> **WRITTEN INSTRUCTION**
Arrange the records below as a numbered list, one line per item, leaving out any blank lines.

BEGIN GIVEN RECORDS

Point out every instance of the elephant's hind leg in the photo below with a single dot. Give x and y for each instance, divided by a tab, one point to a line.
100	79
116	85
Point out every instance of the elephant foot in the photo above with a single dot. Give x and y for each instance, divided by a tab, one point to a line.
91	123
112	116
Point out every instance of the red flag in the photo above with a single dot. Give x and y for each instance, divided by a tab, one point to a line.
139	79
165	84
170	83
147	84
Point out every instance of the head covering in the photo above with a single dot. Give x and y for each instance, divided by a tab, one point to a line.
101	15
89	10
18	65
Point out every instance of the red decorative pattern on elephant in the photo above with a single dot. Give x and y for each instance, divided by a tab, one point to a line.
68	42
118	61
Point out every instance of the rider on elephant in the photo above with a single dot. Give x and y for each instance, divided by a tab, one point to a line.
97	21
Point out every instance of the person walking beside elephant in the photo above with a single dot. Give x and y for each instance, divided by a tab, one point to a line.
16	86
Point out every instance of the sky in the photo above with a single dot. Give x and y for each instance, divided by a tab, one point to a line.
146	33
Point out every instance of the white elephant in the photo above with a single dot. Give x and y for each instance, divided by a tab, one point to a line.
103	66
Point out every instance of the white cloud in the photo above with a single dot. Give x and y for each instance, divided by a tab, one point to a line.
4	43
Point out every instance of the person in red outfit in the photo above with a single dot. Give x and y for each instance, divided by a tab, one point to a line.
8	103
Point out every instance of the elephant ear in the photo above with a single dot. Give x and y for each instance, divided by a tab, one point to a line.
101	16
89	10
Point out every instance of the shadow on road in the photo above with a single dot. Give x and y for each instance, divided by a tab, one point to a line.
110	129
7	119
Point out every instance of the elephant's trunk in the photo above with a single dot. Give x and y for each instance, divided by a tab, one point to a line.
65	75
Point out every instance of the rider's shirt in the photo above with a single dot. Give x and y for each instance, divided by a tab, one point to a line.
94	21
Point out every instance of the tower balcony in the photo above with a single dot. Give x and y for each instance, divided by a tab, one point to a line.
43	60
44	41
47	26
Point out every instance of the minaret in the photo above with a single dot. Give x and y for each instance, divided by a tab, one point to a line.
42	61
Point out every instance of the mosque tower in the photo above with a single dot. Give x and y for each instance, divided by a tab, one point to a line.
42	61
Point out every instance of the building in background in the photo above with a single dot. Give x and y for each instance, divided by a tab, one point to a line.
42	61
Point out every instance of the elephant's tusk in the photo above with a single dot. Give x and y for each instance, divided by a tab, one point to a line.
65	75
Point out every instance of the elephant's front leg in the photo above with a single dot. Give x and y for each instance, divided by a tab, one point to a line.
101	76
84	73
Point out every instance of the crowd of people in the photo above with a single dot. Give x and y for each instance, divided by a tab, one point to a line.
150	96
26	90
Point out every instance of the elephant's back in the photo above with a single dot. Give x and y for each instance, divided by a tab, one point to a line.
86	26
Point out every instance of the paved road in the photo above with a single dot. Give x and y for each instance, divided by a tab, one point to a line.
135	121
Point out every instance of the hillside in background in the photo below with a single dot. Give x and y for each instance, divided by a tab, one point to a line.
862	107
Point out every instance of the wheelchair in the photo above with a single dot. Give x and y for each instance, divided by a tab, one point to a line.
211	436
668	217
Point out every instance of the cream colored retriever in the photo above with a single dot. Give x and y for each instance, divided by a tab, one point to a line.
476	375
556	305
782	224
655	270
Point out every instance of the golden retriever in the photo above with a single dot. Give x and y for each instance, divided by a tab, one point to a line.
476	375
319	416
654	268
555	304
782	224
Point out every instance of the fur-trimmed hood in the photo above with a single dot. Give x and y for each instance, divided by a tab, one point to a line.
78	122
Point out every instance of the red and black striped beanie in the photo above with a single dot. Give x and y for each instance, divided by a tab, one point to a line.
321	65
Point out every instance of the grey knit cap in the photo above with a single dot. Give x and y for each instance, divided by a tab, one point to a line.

END GIVEN RECORDS

> **WRITTEN RESPONSE**
1. Point out every instance of the elephant's hind leg in the photo below with a single dot. Give x and y for each instance, divided by a tab, one point to a line.
2. 100	79
3. 116	85
4. Point out every instance of the elephant foot in the photo above with a single dot. Give x and y for each instance, divided by a tab, one point to a line.
5. 91	123
6. 112	116
7. Point out every instance of the red flag in the photo above with a single dot. Give x and y for each instance, divided by a tab, one point to a line.
8. 139	79
9. 165	84
10. 170	83
11. 147	84
12. Point out every instance of the head covering in the photo above with a single dot. Give x and y for each instance, divided by a tab, one point to a line.
13. 101	15
14. 89	10
15. 18	65
16. Point out every instance of the red decorative pattern on elephant in the photo above with a single dot. Give x and y for each instance, divided by a tab, one point to a line.
17. 68	42
18. 118	61
19. Point out every instance of the rider on elephant in the photo above with a single dot. Give x and y for each instance, divided by a tab, one point to a line.
20. 97	21
21. Point out every instance of the person walking beside elephant in the photo above with a single dot. Give x and y for each instance, divided by a tab, one point to a line.
22. 16	86
23. Point out every instance of the sky in the photo above with a single dot. Give x and y for each instance, divided by a tab, one point to a line.
24. 146	33
25. Point out every instance of the white elephant in the photo above with a single dot. Give x and y for each instance, divided by a tab, one point to a line.
26. 103	66
27. Point out every instance of the white cloud in the photo above with a single dot. Give x and y for each instance, divided by a tab, one point to a line.
28. 4	43
29. Point out every instance of the person in red outfit in the photo above with a single dot. Give x and y for each instance, divided by a tab, one point to a line.
30. 8	103
31. Point out every instance of the elephant ear in the photo above with a single dot. Give x and y for each instance, divided by a tab, one point to a line.
32. 101	16
33. 89	10
34. Point out every instance of the shadow on road in the photo above with a single dot. Give x and y for each instance, divided by a tab, one point to a line.
35. 110	129
36. 7	119
37. Point out every instance of the elephant's trunk in the photo above with a single dot. Give x and y for each instance, divided by a tab, one point to a line.
38. 65	75
39. Point out every instance of the rider's shirt in the photo above with a single dot. Give x and y for each instance, divided by a tab, one point to a line.
40. 94	21
41. Point out every instance of the tower balcony in the photo above with a single dot. Give x and y for each instance, divided by a tab, one point to a line.
42. 43	60
43. 44	41
44. 47	26
45. Point out every instance of the minaret in the photo above with a single dot. Give x and y for each instance, divided by a tab, one point to a line.
46. 42	61
47. Point out every instance of the mosque tower in the photo above with a single dot. Give x and y for each instance, divided by a tab, one point to a line.
48. 42	61
49. Point out every instance of the building in background in the photo above with a single dot. Give x and y for each instance, divided by a tab, one point to a line.
50. 42	61
51. Point out every instance of the elephant's tusk in the photo above with a single dot. Give x and y for each instance, divided by a tab, one point to a line.
52. 65	75
53. Point out every instance of the elephant's front leg in the photo above with a single dot. Give x and y for each instance, divided by a tab, one point to a line.
54. 101	76
55. 84	73
56. Point out every instance of the crowd of people in the photo above with a single dot. Give x and y for each instance, divided by a tab, one point to a line.
57. 150	96
58. 26	90
59. Point out every instance of the elephant's back in the photo above with a single dot. Give x and y for each instance, divided by a tab, one point to a line.
60. 86	26
61. Point out every instance of the paved road in the photo above with a single dot. Give x and y for each instance, divided by a tab, one point to a line.
62. 135	121
63. Point out every instance of the hillside in background in the photo below with a single dot. Give x and y for each instance, divided by a tab, one point to a line.
64. 862	107
65. Point out every instance of the wheelchair in the photo above with a single dot. Give x and y for each instance, divided by a tab, one point to a line.
66. 211	436
67. 668	217
68. Point out every instance of the cream colored retriever in the photo above with a single dot. Give x and y for each instance, divided by a tab, one point to a line.
69. 476	375
70. 556	305
71. 782	224
72. 655	270
73. Point out every instance of the golden retriever in the photo above with a single dot. Give x and y for each instance, divided by a tab, one point to a line.
74. 476	375
75. 319	416
76. 654	268
77. 555	304
78. 782	224
79. Point out every instance of the fur-trimmed hood in the photo above with a single dot. Give x and y for each instance, divided by a tab, one point to a line.
80. 78	122
81. Point out every instance of the red and black striped beanie in the photo above with a single dot. Give x and y for each instance, divided by a tab, one point to a line.
82. 321	65
83. Point out every instance of the grey knit cap in the photo above with a single dot. Give x and y for each instance, divided by a tab, one point to a line.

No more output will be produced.